▶ **Supplied passage**:
★ ★ ★ ★

Living Life funny! LOL

For Real

February 23rd, 2010
10:30 am

“So how do you let them know that you want them?”

ZIPPPPPPPPPPPPPPPPPPPPPPPP!!!!! Followed by “You can take your time but Ballwood here only got 50 strokes in him”

Lady J

February 23rd, 2010
10:30 am

How do you process out not being pressed truly….what part of growth or wisdom or age or broken hearts does that I truly don’t care mode comes in bc I do still care for some odd reason that I am single…lol

Randyt (aka Been there, Done that, Got a Closet FULL of t-shirts)

February 23rd, 2010
10:32 am

good post Melo

I am loved (I guess.....)

February 23rd, 2010
10:32 am

um….not to be funny and way off topic but do folks wearing jerri curls realize that look is out of style (thinking this as someone with Jerri curls walks past me)

I am loved (I guess.....)

February 23rd, 2010
10:36 am

@ Randy

1st off: just because I’m going thru something don’t make assumptions

A) I do love myself- that’s why I am not partaking in his game playing
B) I wasn’t looking where I found him.

DreamsMaterialize

February 23rd, 2010
10:37 am

Mo
You need some drank already. Well ok, but drink cautiously. What’ll it be?

Living Life
Welcome, and good to read you.

I am loved (I guess.....)

February 23rd, 2010
10:38 am

Randy:

I honestly believe your advise applies to him.
I don’t think he loved himself. He couldn’t see what I saw and if you don’t love yourself, how can you love someone else?

Melo

February 23rd, 2010
10:39 am

How do you process out not being pressed truly….what part of growth or wisdom or age or??

Lady J??
If u luv somebody or are feeling them,just let them know.Coz that frees ur mind and heart and it wont weigh heavy on u after u do.

But dont display thirsty tendencies,be subtle,let the man lead with his actions and words and u follow what he his suggesting.

However,at some point after going out for a cpple of dates,u truly feel him,let him know,softly and tenderly without allowing urself to be taken advantage of. Dont rumble on and on about how u make a perfect match.(thats bull) Just lete him know u like him a lot to be his guy! Thats it!

Hear what he has to say and say that no further.Thats subtle pressing!(I hate to be smothered by a chic,waiting on me to say what she wants to hear) :lol: :lol:

After that declaration by u,just play it by ear and his actions! U can only be and in control of U!

Mo (aka Moeisha )

★ ★ ★ ★

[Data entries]
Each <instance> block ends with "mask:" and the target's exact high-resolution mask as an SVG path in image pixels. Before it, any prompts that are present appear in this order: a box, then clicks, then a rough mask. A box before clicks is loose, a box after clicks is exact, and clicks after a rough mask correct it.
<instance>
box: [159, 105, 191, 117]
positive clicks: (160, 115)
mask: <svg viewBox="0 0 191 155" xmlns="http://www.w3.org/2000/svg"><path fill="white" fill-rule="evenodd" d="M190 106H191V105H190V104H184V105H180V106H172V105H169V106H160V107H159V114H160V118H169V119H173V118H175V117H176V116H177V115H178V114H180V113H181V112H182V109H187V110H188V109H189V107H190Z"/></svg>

★ ★ ★ ★

▶ **Task**: In the comment thread, which hairstyle does one commenter ask whether its wearers realize is out of style?

▶ **Output of the exercise**: Jerri curls.